How many lines contain the word "bokeh"? Reply with the number only.
_ _ _ _ _
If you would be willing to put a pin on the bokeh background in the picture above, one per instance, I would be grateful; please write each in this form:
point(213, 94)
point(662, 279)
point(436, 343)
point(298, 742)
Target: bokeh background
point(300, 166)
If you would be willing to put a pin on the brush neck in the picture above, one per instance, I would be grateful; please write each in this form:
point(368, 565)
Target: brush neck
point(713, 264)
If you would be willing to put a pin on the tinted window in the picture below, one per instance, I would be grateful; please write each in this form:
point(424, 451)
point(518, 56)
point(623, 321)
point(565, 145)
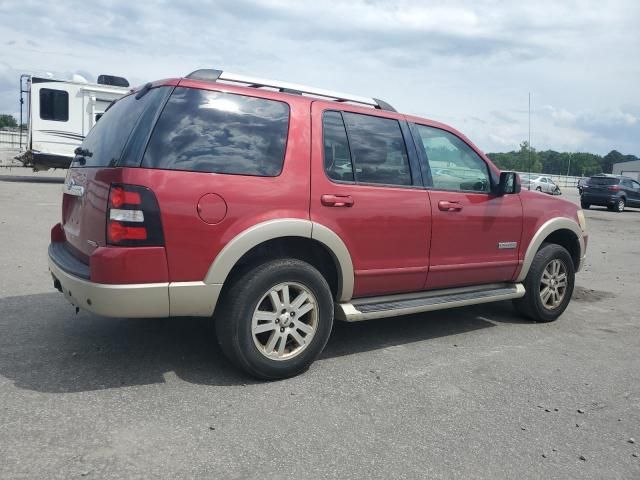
_ _ _ _ _
Response ▸ 2